** start of ENTRIES SUPPLIED **

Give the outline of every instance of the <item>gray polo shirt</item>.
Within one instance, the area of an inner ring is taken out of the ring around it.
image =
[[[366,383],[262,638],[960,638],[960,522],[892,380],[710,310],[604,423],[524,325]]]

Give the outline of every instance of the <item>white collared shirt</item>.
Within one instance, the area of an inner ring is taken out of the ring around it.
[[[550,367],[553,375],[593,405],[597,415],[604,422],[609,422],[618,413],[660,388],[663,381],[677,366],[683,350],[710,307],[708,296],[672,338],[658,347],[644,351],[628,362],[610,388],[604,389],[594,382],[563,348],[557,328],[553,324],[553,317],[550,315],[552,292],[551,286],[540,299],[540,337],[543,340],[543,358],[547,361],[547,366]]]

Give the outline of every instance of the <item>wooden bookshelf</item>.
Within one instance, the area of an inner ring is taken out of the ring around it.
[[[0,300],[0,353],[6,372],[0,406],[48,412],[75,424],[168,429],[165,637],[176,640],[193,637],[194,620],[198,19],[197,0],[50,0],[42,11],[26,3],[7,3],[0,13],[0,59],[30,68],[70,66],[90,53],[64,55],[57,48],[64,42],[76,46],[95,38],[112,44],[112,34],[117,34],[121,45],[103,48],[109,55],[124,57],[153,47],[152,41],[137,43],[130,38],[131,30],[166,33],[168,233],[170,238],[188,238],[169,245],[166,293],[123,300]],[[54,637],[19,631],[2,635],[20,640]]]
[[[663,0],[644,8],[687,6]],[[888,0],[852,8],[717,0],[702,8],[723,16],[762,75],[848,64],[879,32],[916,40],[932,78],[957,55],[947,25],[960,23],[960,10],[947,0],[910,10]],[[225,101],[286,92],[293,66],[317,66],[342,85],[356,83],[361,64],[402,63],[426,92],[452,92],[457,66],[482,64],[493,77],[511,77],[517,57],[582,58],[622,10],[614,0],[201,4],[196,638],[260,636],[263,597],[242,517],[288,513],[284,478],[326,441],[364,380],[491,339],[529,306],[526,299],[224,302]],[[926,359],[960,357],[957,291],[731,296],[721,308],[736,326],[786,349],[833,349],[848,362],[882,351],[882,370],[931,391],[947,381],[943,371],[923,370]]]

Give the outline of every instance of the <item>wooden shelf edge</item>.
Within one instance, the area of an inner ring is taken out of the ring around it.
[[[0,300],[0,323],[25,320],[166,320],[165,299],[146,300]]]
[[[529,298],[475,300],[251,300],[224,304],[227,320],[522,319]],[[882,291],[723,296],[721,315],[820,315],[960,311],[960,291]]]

** end of ENTRIES SUPPLIED **

▸ WRITTEN REQUEST
Everything from the line containing "Give the outline of every instance of the <item>wooden shelf" to the end of the data above should be quoted exactly, please, both ends included, and nothing outside that span.

▸ TASK RESULT
Give the outline of every instance of the <item>wooden shelf edge</item>.
Within one instance, the area of an inner ring is taken out of the ring around it.
[[[0,300],[0,323],[25,320],[166,320],[165,299],[146,300]]]
[[[529,298],[475,300],[251,300],[224,304],[227,320],[522,319]],[[882,291],[723,296],[721,315],[820,315],[960,311],[960,291]]]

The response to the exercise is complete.